But the two meetings which were held showed that most people did not understand the role of the civil society groups that attended the hearings.
It was and is still the perception of the local people that the civil society is the one in the forefront of rejecting the project when in actual fact their concerns were mainly on the impact of the mine to the environment and the people at large.
This heated debate clearly showed that most people did not understand the role of civil society organisations and there was need for sensitisation.
Despite the wrong perception by locals of civil society they had their say on the matter arguing that mining in the Lower Zambezi National Park should not be allowed because it is a protected area of biodiversity significance and a habitat for various species of national importance.
Allowing mining in Lower Zambezi National Park which is among the most preferred tourist destination would also destroy the tourism industry in the area.
Lower Zambezi National Park provides a natural habitat for species of national importance which are endangered and threatened by human foot-print such as the African elephant, African wild dog including various bird and plant species.
Representing the civil societies, Mr Vincent Ziba said the intended open pit mining project in Kangaluwi would drive animals from the national park and increase their vulnerability to poaching.
Noise from blasting activities would drive away animals from the national park into human settlements and fields thereby increasing poaching and that would lead to human-animal conflicts.
The pollution of fresh-water in the rivers such as Luangwa, Zambezi and Kafue would kill the fish and other species thereby destroying the source of revenue for many people in the Lower Zambezi River who are dependant on the fishing industry.
They said that copper is toxic to aquatic life such as fish, high levels of copper in water for domestic use would also affect the health of people not only in Zambia and Lower Zambezi but also in the neighbouring countries which shares borders with Zambia.
He said that the fact that Lower Zambezi forms a uranium belt is another cause for concern. Copper with traces of radon, a radioactive gas from uranium would destroy aquatic life in the rivers and streams and would be a health hazard for people.
Apart from the destruction of the forestry cover and alteration of the topology of the area, copper mining is likely to pollute both ground and surface water as a result of acid rock drainage.
"Our mission is to ensure that human beings live in harmony with nature also to ensure the well-being of people and their livelihoods," he said.
Among the present civil societies in attendance were World Wide Fund for Nature (WWF), Community based Natural Resources Management Forum, Action Aid International Zambia, World Vision and Bird Watch Zambia.
He made it clear that civil societies also supported developmental issues and that they were not against the development but only strive to ensure that any investment or project provides a win -win situation for the economy, the social well-being of people and the environment.
Mr Ziba said that any undertaking which puts economic development at the expense of people's health and the environment is not beneficial in the long term.
We support sustainable development by ensuring that there is a balance on the social, economy and the environment in any developmental project for the benefit of all.
Mr Ziba said that vision is to stop the degradation of the planet's natural environment and build a future in which humans live in harmony with nature.
"The organisation hopes to ensure that our generation passes this planet to the future generations by conserving our biodiversity, ensuring that the use of our natural resources is sustainable and promoting the reduction of pollution and wasteful consumption," he said.
When all has been said about the impending project for and against, the onus remains with the decision makers to chart the way forward as to whether the project should take off or not.
⁂
| Exercises to complete |
(1) Answer each question from the passage on mining in Lower Zambezi National Park.
(a) Who represented the civil societies?
(b) Which rivers does the passage name as at risk of fresh-water pollution?
(c) Which radioactive gas from uranium does the passage mention?
(2) Reproduce the part of the passage on mining in Lower Zambezi National Park between "Despite the wrong" and "and plant species.", inclusive, word for word.
⁂
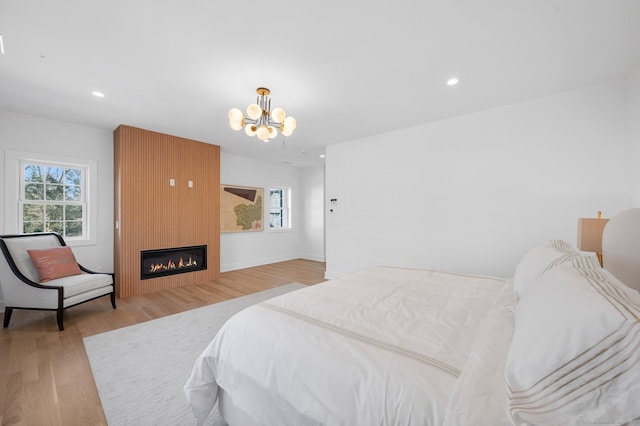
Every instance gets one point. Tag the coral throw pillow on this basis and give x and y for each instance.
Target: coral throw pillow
(54, 263)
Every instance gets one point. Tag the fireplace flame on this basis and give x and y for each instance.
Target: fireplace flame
(157, 267)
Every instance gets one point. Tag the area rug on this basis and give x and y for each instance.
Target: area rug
(140, 371)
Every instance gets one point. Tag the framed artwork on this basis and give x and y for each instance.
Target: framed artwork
(241, 208)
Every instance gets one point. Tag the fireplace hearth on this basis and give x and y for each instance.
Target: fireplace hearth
(171, 261)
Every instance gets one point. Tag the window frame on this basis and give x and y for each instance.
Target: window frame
(83, 201)
(14, 190)
(288, 208)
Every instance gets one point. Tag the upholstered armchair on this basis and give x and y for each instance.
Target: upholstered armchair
(38, 271)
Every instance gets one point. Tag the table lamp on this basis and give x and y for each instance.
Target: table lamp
(590, 235)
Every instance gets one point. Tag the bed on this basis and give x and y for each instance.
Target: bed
(559, 343)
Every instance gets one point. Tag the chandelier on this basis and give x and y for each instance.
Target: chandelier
(260, 120)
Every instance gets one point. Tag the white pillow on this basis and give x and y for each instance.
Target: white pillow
(538, 260)
(575, 353)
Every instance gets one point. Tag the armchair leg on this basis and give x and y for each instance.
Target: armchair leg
(60, 312)
(7, 316)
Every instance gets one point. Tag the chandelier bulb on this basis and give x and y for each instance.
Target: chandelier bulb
(236, 125)
(250, 130)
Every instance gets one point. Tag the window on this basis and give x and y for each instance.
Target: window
(53, 198)
(280, 208)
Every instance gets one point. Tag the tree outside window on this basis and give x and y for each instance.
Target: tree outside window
(53, 199)
(280, 208)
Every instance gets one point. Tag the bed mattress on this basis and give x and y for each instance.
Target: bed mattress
(379, 346)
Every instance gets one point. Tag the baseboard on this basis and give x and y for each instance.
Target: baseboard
(256, 262)
(312, 257)
(329, 275)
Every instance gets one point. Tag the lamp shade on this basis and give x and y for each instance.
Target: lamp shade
(590, 234)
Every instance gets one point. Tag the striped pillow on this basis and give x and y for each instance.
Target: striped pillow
(54, 263)
(575, 353)
(538, 260)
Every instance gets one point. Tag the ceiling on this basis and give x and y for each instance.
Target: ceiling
(344, 69)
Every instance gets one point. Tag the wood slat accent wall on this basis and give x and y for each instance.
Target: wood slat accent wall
(150, 214)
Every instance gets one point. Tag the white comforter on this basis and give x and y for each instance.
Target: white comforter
(380, 346)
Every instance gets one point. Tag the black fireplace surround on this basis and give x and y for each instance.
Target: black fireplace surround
(171, 261)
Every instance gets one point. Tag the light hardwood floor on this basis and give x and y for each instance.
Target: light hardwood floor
(45, 377)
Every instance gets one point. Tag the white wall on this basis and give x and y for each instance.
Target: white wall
(473, 193)
(20, 132)
(246, 249)
(634, 126)
(312, 198)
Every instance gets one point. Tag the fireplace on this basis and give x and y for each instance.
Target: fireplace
(171, 261)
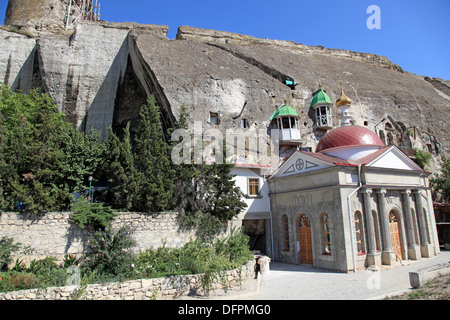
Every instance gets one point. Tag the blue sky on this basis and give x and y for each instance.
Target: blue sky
(414, 33)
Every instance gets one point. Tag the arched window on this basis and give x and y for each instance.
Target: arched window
(416, 230)
(359, 233)
(326, 234)
(382, 136)
(377, 230)
(425, 216)
(286, 233)
(390, 139)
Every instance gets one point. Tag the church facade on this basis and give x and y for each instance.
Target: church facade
(352, 204)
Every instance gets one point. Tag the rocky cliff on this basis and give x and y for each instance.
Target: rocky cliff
(102, 73)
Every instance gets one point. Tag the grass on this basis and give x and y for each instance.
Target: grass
⁂
| Answers by task |
(1)
(a) Mr Vincent Ziba
(b) The Luangwa, Zambezi and Kafue
(c) Radon

(2)
Despite the wrong perception by locals of civil society they had their say on the matter arguing that mining in the Lower Zambezi National Park should not be allowed because it is a protected area of biodiversity significance and a habitat for various species of national importance.
Allowing mining in Lower Zambezi National Park which is among the most preferred tourist destination would also destroy the tourism industry in the area.
Lower Zambezi National Park provides a natural habitat for species of national importance which are endangered and threatened by human foot-print such as the African elephant, African wild dog including various bird and plant species.